— start of Extracted data —
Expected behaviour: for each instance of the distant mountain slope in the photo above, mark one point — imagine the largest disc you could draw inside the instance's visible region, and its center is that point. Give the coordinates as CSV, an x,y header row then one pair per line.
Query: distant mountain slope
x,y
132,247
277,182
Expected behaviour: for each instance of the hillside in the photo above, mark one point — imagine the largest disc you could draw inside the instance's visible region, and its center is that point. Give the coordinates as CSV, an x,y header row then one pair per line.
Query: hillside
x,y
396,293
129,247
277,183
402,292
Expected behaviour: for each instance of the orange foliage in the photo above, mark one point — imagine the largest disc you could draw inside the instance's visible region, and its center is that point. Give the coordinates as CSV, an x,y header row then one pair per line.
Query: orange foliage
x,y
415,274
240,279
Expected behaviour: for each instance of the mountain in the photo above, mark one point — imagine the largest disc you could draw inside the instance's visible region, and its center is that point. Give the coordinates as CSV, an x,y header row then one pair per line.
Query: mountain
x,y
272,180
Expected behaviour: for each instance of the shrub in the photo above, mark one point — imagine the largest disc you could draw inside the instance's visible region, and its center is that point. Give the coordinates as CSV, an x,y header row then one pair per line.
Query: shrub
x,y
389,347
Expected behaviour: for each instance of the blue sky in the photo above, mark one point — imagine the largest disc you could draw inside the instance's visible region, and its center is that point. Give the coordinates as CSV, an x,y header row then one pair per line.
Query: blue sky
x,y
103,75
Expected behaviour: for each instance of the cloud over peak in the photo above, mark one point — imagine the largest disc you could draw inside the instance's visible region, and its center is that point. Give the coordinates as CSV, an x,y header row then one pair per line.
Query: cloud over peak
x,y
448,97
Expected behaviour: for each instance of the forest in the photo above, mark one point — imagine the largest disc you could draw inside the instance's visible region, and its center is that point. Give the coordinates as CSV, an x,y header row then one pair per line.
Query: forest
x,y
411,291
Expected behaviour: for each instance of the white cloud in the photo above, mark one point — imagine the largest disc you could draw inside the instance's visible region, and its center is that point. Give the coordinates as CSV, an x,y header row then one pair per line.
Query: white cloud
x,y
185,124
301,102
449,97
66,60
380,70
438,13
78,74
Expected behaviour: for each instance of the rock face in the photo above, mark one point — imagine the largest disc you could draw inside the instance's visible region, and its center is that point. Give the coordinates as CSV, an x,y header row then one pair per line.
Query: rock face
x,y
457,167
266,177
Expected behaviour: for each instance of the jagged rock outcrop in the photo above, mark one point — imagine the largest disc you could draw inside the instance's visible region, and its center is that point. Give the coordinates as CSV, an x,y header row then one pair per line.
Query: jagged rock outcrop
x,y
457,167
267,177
— end of Extracted data —
Copy out the records above word for word, starting at the line that contains "Expected behaviour: for each instance of the cloud" and ending at the end of the records, with both ends included.

Solution for this exercise:
Expected behaviour: for each instance of the cloud over peak in the photo above, mark one point — imagine the largest disc you could draw inside the instance's visible region, and its center is that point. Give the coordinates as CSV, an x,y header row then one pair per line.
Query: cloud over peak
x,y
448,97
Expected behaviour: for each instance of the forest in the photo above, mark one point — imagine the largest disc you could draw inside the instance's visible region, and its center is that point. Give the coordinates as CSV, an x,y header row then one pair per line.
Query: forest
x,y
411,291
Expected behaviour: for each instance of the white cloud in the photo above, mark one point — imagine the largest disc you could draw inside the instance's visible region, and its center is that point. Give the coordinates as CSV, an x,y header row then one pair per line.
Query: white cloud
x,y
185,124
301,102
449,97
66,60
380,70
438,13
78,74
Expected behaviour: for each instance of the rock face in the photo above, mark one point — imagine the largest disc you could draw inside the instance's visible region, and its center is that point. Give the coordinates as CSV, an x,y header row then one pair per line.
Query: rock face
x,y
457,167
266,177
Expected behaviour: for each instance of the jagged rock outcrop in the photo above, mark one point — imagine the largest disc you could draw inside the instance's visible region, and its center is that point. Give the coordinates as CSV, an x,y header row then one pair per line.
Query: jagged rock outcrop
x,y
457,167
267,177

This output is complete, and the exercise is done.